- [Task directions]: Each line from the beginning of the data below through the line containing "# for each instance of the gray" should be repeated exactly, please.

------------------------------------

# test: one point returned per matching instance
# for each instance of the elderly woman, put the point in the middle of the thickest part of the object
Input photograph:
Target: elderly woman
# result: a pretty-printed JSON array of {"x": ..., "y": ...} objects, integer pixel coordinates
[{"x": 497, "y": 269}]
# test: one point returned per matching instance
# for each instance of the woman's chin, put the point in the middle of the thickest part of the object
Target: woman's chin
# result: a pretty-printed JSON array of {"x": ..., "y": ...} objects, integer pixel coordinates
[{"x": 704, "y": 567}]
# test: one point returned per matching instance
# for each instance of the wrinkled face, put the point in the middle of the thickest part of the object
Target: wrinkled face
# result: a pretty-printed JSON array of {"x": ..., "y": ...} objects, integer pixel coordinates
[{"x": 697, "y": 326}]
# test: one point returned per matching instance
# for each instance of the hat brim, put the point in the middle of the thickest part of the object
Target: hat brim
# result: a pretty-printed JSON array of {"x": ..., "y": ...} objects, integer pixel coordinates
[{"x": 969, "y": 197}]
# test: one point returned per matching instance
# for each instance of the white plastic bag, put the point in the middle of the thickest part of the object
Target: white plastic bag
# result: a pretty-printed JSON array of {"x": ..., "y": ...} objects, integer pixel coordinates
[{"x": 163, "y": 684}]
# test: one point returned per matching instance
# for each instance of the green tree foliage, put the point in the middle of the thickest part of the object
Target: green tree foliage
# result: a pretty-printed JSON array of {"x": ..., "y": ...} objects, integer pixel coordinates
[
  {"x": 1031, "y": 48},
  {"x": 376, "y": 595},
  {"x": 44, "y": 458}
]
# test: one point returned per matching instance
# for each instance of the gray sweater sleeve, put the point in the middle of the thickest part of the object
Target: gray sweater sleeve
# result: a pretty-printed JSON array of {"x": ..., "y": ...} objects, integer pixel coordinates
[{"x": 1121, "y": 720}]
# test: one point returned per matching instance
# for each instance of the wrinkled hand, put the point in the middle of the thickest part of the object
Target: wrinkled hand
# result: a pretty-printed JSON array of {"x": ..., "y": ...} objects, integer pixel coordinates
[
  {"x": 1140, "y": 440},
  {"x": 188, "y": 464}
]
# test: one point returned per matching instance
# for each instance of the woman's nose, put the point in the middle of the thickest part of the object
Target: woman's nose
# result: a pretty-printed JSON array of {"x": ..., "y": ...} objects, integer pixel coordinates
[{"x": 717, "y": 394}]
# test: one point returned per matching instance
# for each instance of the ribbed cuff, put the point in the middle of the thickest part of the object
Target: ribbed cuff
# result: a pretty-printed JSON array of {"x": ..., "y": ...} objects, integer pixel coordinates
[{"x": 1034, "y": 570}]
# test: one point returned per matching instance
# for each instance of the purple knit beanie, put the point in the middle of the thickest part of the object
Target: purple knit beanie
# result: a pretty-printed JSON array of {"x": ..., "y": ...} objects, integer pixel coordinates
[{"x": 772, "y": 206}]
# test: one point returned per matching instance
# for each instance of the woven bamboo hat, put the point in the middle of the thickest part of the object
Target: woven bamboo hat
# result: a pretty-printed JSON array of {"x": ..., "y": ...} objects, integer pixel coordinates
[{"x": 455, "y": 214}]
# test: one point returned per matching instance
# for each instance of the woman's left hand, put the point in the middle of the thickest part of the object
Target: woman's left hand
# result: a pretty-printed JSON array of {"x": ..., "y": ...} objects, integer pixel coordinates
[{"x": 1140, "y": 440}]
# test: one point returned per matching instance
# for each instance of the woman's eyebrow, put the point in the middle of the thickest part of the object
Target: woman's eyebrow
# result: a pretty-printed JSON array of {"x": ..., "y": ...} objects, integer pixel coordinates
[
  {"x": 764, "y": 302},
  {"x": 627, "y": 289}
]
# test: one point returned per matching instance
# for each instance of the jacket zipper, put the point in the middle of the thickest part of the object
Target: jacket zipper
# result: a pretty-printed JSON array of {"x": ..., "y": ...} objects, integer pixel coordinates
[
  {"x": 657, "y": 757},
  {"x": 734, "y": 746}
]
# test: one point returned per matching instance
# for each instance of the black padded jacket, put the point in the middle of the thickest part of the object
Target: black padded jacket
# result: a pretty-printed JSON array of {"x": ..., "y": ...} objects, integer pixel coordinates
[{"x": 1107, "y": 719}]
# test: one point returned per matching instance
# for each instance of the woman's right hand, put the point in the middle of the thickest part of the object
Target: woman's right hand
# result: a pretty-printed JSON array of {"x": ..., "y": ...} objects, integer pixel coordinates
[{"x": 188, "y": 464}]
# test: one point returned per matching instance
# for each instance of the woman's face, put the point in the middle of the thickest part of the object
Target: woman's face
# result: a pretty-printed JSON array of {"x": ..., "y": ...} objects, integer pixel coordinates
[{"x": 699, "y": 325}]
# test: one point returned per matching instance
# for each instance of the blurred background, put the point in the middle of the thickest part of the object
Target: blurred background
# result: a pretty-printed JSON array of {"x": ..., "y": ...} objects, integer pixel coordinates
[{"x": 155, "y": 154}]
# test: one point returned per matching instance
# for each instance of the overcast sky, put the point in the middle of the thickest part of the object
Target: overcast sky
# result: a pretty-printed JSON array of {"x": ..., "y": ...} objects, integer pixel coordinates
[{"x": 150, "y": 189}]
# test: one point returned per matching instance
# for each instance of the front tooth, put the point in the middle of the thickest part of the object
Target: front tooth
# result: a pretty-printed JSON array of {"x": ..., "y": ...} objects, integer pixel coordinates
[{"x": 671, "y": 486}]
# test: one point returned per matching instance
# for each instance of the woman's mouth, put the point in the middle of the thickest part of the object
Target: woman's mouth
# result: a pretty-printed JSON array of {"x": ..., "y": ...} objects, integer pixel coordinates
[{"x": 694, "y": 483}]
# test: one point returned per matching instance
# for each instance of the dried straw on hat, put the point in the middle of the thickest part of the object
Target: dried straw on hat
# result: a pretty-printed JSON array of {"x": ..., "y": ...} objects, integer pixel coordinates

------------------------------------

- [Written answer]:
# test: one point returned per matching instance
# for each instance of the elderly woman, put the point in the middle of the thickest part of the object
Input photograph:
Target: elderly woman
# result: a pretty-printed JSON array of {"x": ..., "y": ...} objects, integer pixel coordinates
[{"x": 497, "y": 269}]
# test: one point returned per matching instance
# for each instance of the woman's chin, put the point in the middle of the thickest part of the object
Target: woman's chin
# result: a pretty-printed JSON array of {"x": ..., "y": ...} objects, integer pixel coordinates
[{"x": 704, "y": 567}]
# test: one point returned per matching instance
# for each instance of the wrinkled face, put the point in the middle of the thickest part of the object
Target: wrinkled face
# result: a pretty-printed JSON array of {"x": ..., "y": ...} objects, integer pixel coordinates
[{"x": 697, "y": 326}]
# test: one point returned per matching instance
# for each instance of the hat brim, put the point in the middle of the thickest part of the object
Target: hat brim
# result: a pretty-printed JSON array of {"x": ..., "y": ...} objects, integer pixel coordinates
[{"x": 969, "y": 197}]
# test: one point returned per matching instance
# for each instance of the white plastic bag, put the point in the middle of the thickest part of the object
Target: white plastic bag
# result: a pretty-printed JSON array of {"x": ..., "y": ...} objects, integer pixel coordinates
[{"x": 163, "y": 684}]
# test: one point returned per matching instance
# for each instance of the green tree foliage, put the point in the middle of the thickest part of the object
Target: green tree foliage
# result: a pretty-printed JSON array of {"x": ..., "y": ...} objects, integer pixel coordinates
[
  {"x": 1031, "y": 48},
  {"x": 376, "y": 595},
  {"x": 44, "y": 458}
]
# test: one point returned per matching instance
# for each instance of the gray sweater sleeve, put the point in the middle of the thickest part of the object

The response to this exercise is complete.